» Dataset content
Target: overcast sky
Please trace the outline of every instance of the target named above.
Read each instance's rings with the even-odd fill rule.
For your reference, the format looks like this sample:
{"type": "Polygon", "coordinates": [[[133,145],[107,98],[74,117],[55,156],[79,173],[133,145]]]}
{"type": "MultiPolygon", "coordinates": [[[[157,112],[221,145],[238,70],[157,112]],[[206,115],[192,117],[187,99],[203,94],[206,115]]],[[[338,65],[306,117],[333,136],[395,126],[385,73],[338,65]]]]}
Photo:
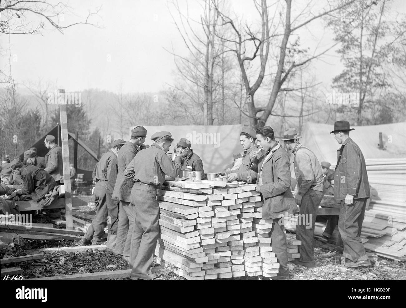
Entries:
{"type": "MultiPolygon", "coordinates": [[[[404,12],[406,1],[396,2],[395,9],[404,12]]],[[[179,2],[186,8],[186,2],[179,2]]],[[[231,2],[232,11],[255,21],[257,13],[251,1],[231,2]]],[[[322,8],[317,6],[321,2],[324,2],[313,1],[313,13],[320,11],[322,8]]],[[[198,17],[202,12],[198,2],[188,3],[190,16],[198,17]]],[[[55,31],[45,32],[43,36],[14,35],[9,38],[2,35],[2,47],[7,48],[9,39],[13,75],[17,82],[40,77],[57,81],[59,86],[68,91],[97,88],[113,92],[117,91],[120,83],[124,92],[157,92],[166,83],[173,83],[173,57],[164,48],[173,46],[177,52],[183,54],[186,50],[166,0],[71,0],[69,4],[83,16],[88,9],[101,5],[98,22],[104,28],[81,25],[65,30],[63,35],[55,31]]],[[[65,17],[65,22],[70,21],[65,17]]],[[[320,22],[312,23],[298,34],[302,47],[313,51],[320,40],[320,50],[332,41],[332,34],[320,22]]],[[[7,59],[2,58],[2,67],[7,59]]],[[[342,67],[333,51],[322,59],[314,62],[313,72],[317,81],[328,87],[342,67]]]]}

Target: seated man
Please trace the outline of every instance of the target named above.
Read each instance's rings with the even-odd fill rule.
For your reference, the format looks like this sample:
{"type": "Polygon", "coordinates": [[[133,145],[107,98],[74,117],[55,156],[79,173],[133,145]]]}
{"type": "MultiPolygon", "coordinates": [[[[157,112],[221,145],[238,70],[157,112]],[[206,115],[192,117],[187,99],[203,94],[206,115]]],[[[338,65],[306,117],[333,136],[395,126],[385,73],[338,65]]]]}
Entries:
{"type": "Polygon", "coordinates": [[[34,159],[27,159],[27,165],[24,166],[21,161],[14,159],[10,163],[12,169],[19,171],[24,181],[21,191],[16,191],[17,195],[27,193],[30,191],[31,198],[43,208],[48,206],[54,200],[56,193],[53,193],[56,183],[52,176],[41,168],[34,166],[34,159]]]}
{"type": "Polygon", "coordinates": [[[236,170],[221,172],[227,175],[229,182],[238,181],[255,183],[258,176],[258,158],[253,155],[259,151],[255,143],[256,134],[254,129],[249,127],[241,128],[240,134],[241,144],[244,150],[241,165],[236,170]]]}
{"type": "Polygon", "coordinates": [[[183,151],[186,157],[181,159],[182,166],[181,170],[188,169],[191,171],[201,171],[202,179],[207,179],[207,176],[205,174],[203,170],[203,162],[199,156],[193,152],[190,148],[192,142],[185,138],[181,138],[179,142],[176,145],[177,150],[183,151]]]}

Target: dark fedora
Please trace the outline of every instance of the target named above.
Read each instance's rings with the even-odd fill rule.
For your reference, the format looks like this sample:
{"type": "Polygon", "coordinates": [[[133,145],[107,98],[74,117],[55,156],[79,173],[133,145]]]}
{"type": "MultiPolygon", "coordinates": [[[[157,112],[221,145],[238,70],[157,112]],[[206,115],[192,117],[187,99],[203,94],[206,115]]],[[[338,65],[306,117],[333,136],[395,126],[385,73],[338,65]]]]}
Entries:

» Task instructions
Rewrite every item above with "even-odd" replaced by "nonzero" and everything else unchanged, leaving out the pictures.

» Response for this exercise
Target: overcast sky
Please trace the outline of every instance of the target named above.
Read each instance's rings with the nonzero fill rule.
For your reference, the format looks like this sample:
{"type": "Polygon", "coordinates": [[[133,145],[107,98],[74,117],[55,156],[79,173],[133,145]]]}
{"type": "MultiPolygon", "coordinates": [[[[157,112],[221,145],[238,70],[157,112]],[[206,115],[192,117],[187,99],[203,94],[206,115]]],[[[338,65],[306,117],[333,136],[395,126],[385,73],[338,65]]]]}
Photo:
Entries:
{"type": "MultiPolygon", "coordinates": [[[[404,12],[406,1],[396,2],[395,9],[404,12]]],[[[179,2],[186,8],[186,2],[179,2]]],[[[231,2],[232,11],[255,21],[257,13],[251,1],[231,2]]],[[[322,8],[317,6],[321,2],[324,2],[313,1],[313,13],[320,11],[322,8]]],[[[198,17],[202,12],[198,2],[188,3],[190,16],[198,17]]],[[[55,31],[45,32],[43,36],[14,35],[9,38],[2,35],[2,47],[7,48],[9,39],[13,75],[17,82],[40,77],[57,81],[59,86],[68,91],[97,88],[113,92],[117,91],[120,83],[124,92],[157,92],[166,83],[173,83],[173,57],[164,48],[173,46],[177,52],[183,54],[186,50],[166,0],[71,0],[69,4],[83,16],[88,9],[101,5],[98,22],[104,28],[81,25],[65,30],[63,35],[55,31]]],[[[65,17],[65,22],[70,21],[65,17]]],[[[320,22],[312,23],[298,34],[302,47],[313,51],[320,40],[320,50],[332,41],[332,34],[320,22]]],[[[7,59],[2,58],[2,67],[7,59]]],[[[342,67],[333,51],[322,59],[314,62],[313,72],[317,81],[328,87],[342,67]]]]}

Target: seated man
Please trace the outline of every instance of the target named above.
Read each instance's rings with the nonzero fill rule.
For your reference, the format looks like this sample:
{"type": "Polygon", "coordinates": [[[133,145],[107,98],[74,117],[55,156],[79,173],[133,145]]]}
{"type": "MultiPolygon", "coordinates": [[[[157,112],[221,145],[238,70],[157,112]],[[206,115],[192,117],[187,99],[203,94],[206,115]]],[[[338,65],[306,117],[333,136],[395,126],[385,73],[338,65]]]]}
Entries:
{"type": "Polygon", "coordinates": [[[34,159],[27,159],[27,165],[24,166],[21,161],[14,159],[10,163],[12,169],[19,171],[24,181],[21,191],[16,191],[17,195],[27,193],[30,191],[31,198],[43,208],[48,206],[54,200],[56,193],[53,193],[56,183],[52,176],[41,168],[34,166],[34,159]]]}
{"type": "Polygon", "coordinates": [[[236,170],[221,172],[227,175],[229,182],[238,181],[255,183],[258,176],[258,158],[253,155],[259,151],[255,143],[256,134],[254,129],[249,127],[241,128],[240,134],[241,144],[244,150],[241,165],[236,170]]]}
{"type": "Polygon", "coordinates": [[[183,151],[186,157],[181,159],[182,166],[181,170],[188,169],[191,171],[201,171],[202,179],[207,179],[207,176],[205,174],[203,170],[203,162],[199,156],[193,152],[190,148],[192,142],[185,138],[181,138],[179,142],[176,145],[177,150],[183,151]]]}

Target: dark fedora
Please trace the outline of every instance of the target named above.
Read each instance's rings with the nonzero fill rule.
For your reference, the format looks like this sample:
{"type": "Polygon", "coordinates": [[[133,145],[107,98],[74,117],[55,156],[79,173],[133,145]]]}
{"type": "MultiPolygon", "coordinates": [[[[157,112],[221,145],[238,70],[157,112]],[[206,115],[192,117],[187,99],[203,94],[206,115]]],[[[338,65],[306,117],[333,136],[395,126],[385,73],[338,65]]]]}
Entries:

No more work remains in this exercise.